* Set task *
Copy out exactly the lines from the line containing "In the photo above, where" to the end of the listing.

* Entries supplied *
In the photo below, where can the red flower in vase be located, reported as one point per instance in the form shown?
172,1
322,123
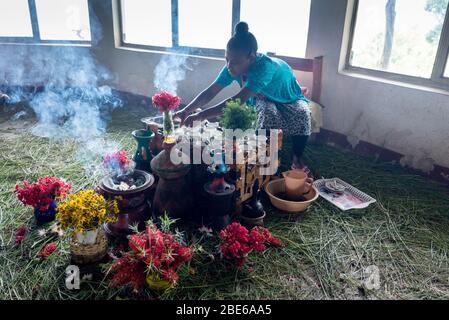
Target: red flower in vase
40,194
20,233
165,101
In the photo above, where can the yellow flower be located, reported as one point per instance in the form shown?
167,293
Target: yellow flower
85,210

* Problem solution *
In the photo above, where can the yellow flower be located, reported as one point per instance in the form shown?
167,293
Target: yellow flower
85,210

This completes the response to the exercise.